Required work.
(a) For each statement below, decide whether it agrees with the article on teaching jiu jitsu. Answer yes or no and quote the words from the text that settle it.
(i) The writer would limit each weekly class to three techniques.
(ii) One of the best instructors at the writer's gym is a 4-stripe blue belt.
(iii) The article says brown and black belts are never better qualified as instructors than blue belts.
(b) Please quote the article on teaching jiu jitsu, starting at the words "You may even" and ending after "retention, posture, etc.".
(c) In the article on teaching jiu jitsu, which fundamental movements are given as examples of what some people never learn before reaching blue or purple belt?
BEGIN Supplied passage
An instructor’s primary objective should always be to improve his or her students. If you are teaching, make sure you are teaching something with which you are intimately familiar. If you don’t know the answer to a question, make sure you defer to someone more knowledgeable than you. Otherwise your teaching can do more harm than good.
If I were coming up with a weekly curriculum, I would limit each class to two techniques that chain into each other for the sake of simplicity. Choose BASIC techniques with which you are very comfortable, ones that are simple and easy to learn.
You may even want to go simpler: teach movements. All too often I see people reach blue and sometimes purple belt without learning how to do some fundamental movements like shrimping, granby rolls, etc. Cover things that every jiujiteiro needs: guard retention, posture, etc.
The simpler the exercise or technique the better chance you’ll have of teaching it right, and the better chance you’ll have of seeing your students execute the exercise or technique correctly.
Once you have a set of techniques that your students are comfortable with, begin focusing on drills. Even the simplest drills can help ingrain movements into the minds of newer students. Keep it simple: Partner A passes Partner B’s guard, Partner B recovers guard and sweeps, Partner B passes Partner A’s guard, etc. Find drilling patterns that allow for a slim margin of error.
I’ve said it before: belts as a construct don’t really mean anything and can fail as an indicator of skill or experience. If you’ve been a blue belt for almost 6 years and have trained consistently during that time, you probably have something to offer new students walking in the door.
One of my gym’s best instructors is a 4-stripe blue belt who is outranked by many of the people in the jiu jitsu program. However, he has a substantial background in Judo and Sambo.
There’s a reason belts exist, though, and more often than not, brown and black belts are more qualified as instructors than blue belts. Maybe ask the black belts what they want you to cover when you teach.
Hopefully this helps put things into perspective. Does anyone else reading this have experience teaching as a lower belt? Any advice for our reader?
END Supplied passage
BEGIN Provided data
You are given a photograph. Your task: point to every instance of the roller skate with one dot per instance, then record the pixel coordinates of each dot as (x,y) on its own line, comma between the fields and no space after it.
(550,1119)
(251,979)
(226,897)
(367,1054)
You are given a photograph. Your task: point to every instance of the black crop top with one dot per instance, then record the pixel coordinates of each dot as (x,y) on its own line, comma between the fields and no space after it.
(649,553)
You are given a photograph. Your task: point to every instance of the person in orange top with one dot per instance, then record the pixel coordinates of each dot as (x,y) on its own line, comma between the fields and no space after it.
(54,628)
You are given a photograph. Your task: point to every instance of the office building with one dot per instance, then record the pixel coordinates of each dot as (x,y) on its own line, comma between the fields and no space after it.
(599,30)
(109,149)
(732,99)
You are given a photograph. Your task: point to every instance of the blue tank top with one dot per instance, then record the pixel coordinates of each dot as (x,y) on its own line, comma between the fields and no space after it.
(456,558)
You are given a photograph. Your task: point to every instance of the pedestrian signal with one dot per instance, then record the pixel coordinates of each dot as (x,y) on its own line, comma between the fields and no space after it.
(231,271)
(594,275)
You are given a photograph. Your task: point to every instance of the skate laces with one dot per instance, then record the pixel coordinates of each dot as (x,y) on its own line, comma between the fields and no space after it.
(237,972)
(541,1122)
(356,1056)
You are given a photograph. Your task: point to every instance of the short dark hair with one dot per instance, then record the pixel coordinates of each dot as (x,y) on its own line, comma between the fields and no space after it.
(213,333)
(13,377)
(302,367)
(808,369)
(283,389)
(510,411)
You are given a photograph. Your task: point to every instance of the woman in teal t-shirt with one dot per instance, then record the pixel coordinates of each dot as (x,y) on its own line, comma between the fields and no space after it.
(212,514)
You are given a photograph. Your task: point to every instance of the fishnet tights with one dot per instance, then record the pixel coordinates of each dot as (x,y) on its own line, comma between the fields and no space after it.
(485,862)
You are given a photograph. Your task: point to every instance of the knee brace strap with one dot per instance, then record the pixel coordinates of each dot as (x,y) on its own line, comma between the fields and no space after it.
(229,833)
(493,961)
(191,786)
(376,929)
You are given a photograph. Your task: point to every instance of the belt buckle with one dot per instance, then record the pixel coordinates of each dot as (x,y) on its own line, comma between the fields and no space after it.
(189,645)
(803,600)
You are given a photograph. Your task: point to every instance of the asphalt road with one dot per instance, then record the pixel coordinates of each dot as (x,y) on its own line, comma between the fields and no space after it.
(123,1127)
END Provided data
Responses for each task.
(a)
(i) No: "I would limit each class to two techniques that chain into each other"
(ii) Yes: "One of my gym’s best instructors is a 4-stripe blue belt"
(iii) No: "more often than not, brown and black belts are more qualified as instructors than blue belts"

(b)
You may even want to go simpler: teach movements. All too often I see people reach blue and sometimes purple belt without learning how to do some fundamental movements like shrimping, granby rolls, etc. Cover things that every jiujiteiro needs: guard retention, posture, etc.

(c) Shrimping and granby rolls.